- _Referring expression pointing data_
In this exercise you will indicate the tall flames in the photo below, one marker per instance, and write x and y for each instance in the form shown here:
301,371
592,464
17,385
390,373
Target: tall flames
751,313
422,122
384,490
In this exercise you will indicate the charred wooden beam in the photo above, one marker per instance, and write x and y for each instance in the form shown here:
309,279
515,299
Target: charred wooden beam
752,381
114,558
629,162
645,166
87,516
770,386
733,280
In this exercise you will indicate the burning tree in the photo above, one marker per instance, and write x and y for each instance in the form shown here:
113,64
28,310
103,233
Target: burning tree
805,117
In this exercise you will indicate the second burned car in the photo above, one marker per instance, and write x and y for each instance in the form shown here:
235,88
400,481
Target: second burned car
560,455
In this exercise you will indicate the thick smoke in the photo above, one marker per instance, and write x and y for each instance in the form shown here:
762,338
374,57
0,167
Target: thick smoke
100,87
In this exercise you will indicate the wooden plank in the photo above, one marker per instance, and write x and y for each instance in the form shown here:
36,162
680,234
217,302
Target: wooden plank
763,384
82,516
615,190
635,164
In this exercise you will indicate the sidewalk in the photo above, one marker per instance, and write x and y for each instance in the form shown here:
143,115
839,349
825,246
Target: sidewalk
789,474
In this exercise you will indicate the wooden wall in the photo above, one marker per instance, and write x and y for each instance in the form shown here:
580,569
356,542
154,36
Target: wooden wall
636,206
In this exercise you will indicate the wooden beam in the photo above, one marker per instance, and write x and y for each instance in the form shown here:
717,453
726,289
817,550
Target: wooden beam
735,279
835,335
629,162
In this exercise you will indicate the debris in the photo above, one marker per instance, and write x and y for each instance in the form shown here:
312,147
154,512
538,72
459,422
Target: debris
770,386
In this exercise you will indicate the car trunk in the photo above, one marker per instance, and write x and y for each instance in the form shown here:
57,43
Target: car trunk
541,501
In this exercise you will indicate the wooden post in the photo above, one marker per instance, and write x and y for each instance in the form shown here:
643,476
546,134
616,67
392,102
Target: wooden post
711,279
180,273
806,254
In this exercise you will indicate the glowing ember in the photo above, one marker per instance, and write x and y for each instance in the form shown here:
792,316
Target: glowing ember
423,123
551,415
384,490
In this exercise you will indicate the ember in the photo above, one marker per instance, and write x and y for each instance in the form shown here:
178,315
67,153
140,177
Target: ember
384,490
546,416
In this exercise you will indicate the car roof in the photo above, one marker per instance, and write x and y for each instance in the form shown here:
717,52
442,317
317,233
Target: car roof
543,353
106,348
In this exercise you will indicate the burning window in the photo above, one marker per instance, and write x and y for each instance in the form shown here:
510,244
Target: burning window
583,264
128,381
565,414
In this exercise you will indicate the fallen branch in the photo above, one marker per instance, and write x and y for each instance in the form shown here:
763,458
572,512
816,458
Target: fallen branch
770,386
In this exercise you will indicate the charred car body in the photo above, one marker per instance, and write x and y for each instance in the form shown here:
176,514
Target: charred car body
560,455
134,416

- _HOW TO COMPLETE THIS TASK_
Repeat the entries shown above, every one, word for word.

- _RESULT FOR THIS TASK_
In this exercise you will indicate the tall flames in the photo below, one marker per instance, and write x and y for each instance in the form shown here:
301,371
592,464
17,385
390,373
Target: tall flames
751,313
422,122
384,490
In this exercise you will indicate the charred wooden beam in the photo above, one marker per instance, and write x and y for each instance in the form shown here:
309,279
515,299
Target: charred wooden beam
752,381
114,558
629,162
645,166
87,516
770,386
733,280
In this exercise you will indicate the burning tree in the photo above, one marker per instance, and write x and y for each instance in the form shown here:
113,64
28,310
103,233
Target: burning tree
805,117
In this exercise you will indicate the second burned car in the photo above, one marker per instance, and write x and y for each instance in the form shown here:
235,88
400,481
Target: second burned car
560,455
In this exercise you will indicate the thick smoke in the photo above, one marker per instance, and write x and y for each instance in the form shown here:
762,338
374,57
0,167
Target: thick smoke
100,87
In this exercise you will indicate the wooden plank in the photo above, one marker per instance, and write x and y for each instance in the form shown here:
36,162
680,234
217,302
Target: wooden plank
763,384
82,516
615,190
635,164
In this exercise you will indicate the sidewalk in the photo above, one marker per instance, and write x and y for each instance in the form shown here:
143,115
839,349
825,246
Target: sidewalk
789,474
In this exercise you will indicate the wooden wall in the photo above, one marker per instance, and write x and y for each instance in the form shown here:
580,569
356,542
154,36
Target: wooden wall
636,206
In this exercise you will indicate the wooden beam in the photo above, one marker per instance, and write x and y for each instance in the form shown here:
717,453
726,289
817,550
Target: wooden beam
735,279
835,335
629,162
In this exercise you will indicate the debris in the photo above, one marker per instance, and write x and y for each instance in the form shown here:
312,147
154,512
538,72
459,422
Target: debris
770,386
In this exercise you will indicate the car trunk in the photo above, one marker per instance, and write x and y for each instance in the form shown here:
57,43
Target: car trunk
541,501
In this exercise you will indicate the wooden post in the photo above, one marker per instance, and write x and y for each instance in the form shown here:
643,476
546,134
616,67
392,102
Target: wooden post
711,279
180,273
806,254
In this exercise you will indicate the glowing ember in the photo above, one marker per instance, and write x and y for each instance in the form shown here:
792,316
Target: glowing ember
423,123
551,415
384,490
In this exercise you will indicate the ember in the photo above, one marker per instance, and write x and y for each instance in the form shown here:
178,315
67,153
140,177
Target: ember
384,490
546,416
In this exercise you will indicate the car roof in the photo above, one marker per instance, and write x and y for each instance in the form shown here:
717,52
442,317
317,233
Target: car roof
543,353
106,348
In this exercise you will indicate the burning window in the photo above, one marker per instance, and write x and y for each instance in the form shown here:
510,244
Target: burning window
583,264
128,381
565,414
In this exercise you will indicate the fallen branch in the photo above, one marker per instance, and write x and y for each instance in the form shown here:
763,458
572,512
816,458
Target: fallen branch
770,386
In this exercise you will indicate the charred car body in the photo above, one marker per instance, and write x and y for each instance in the form shown here:
176,514
Target: charred car body
560,455
134,416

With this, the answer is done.